*** TASK INPUTS ***

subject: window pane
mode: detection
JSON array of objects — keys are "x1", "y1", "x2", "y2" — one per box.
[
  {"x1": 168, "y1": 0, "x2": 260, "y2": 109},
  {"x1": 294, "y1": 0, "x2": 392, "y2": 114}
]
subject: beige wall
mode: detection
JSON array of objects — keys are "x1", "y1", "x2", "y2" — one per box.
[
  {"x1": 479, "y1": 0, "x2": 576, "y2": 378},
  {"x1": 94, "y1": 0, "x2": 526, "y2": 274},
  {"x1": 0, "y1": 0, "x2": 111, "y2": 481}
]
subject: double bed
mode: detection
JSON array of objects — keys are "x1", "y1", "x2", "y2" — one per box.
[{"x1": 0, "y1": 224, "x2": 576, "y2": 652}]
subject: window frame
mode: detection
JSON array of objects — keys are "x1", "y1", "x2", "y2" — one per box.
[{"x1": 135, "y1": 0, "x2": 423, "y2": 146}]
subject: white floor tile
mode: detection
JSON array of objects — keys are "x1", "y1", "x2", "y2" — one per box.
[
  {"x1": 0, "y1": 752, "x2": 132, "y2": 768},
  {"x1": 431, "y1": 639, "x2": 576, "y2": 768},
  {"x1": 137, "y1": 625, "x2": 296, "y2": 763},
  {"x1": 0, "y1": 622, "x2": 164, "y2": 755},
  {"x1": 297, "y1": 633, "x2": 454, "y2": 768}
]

***

» **AIM**
Copy all of the records above, line for line, without changing anything.

» **FULL OUTPUT**
subject: window pane
mode: detection
JSON array of objects — keys are "x1", "y1", "x2", "y2" — one per box.
[
  {"x1": 168, "y1": 0, "x2": 260, "y2": 109},
  {"x1": 294, "y1": 0, "x2": 392, "y2": 114}
]
subject: beige wall
mode: detection
JSON array of objects — keys are "x1", "y1", "x2", "y2" — one per box.
[
  {"x1": 479, "y1": 0, "x2": 576, "y2": 378},
  {"x1": 94, "y1": 0, "x2": 526, "y2": 274},
  {"x1": 0, "y1": 0, "x2": 111, "y2": 481}
]
subject: double bed
mode: detection
JSON array of objects — keys are "x1", "y1", "x2", "y2" — one per box.
[{"x1": 0, "y1": 224, "x2": 576, "y2": 652}]
subject: window frame
mode: detection
JSON array of objects — keys are "x1", "y1", "x2", "y2" — one per box.
[{"x1": 135, "y1": 0, "x2": 423, "y2": 146}]
subject: white floor tile
mode: detection
JSON array of objects — keys are "x1", "y1", "x2", "y2" — one per box.
[
  {"x1": 0, "y1": 752, "x2": 132, "y2": 768},
  {"x1": 431, "y1": 639, "x2": 576, "y2": 768},
  {"x1": 137, "y1": 625, "x2": 296, "y2": 763},
  {"x1": 0, "y1": 622, "x2": 164, "y2": 755},
  {"x1": 297, "y1": 633, "x2": 454, "y2": 768}
]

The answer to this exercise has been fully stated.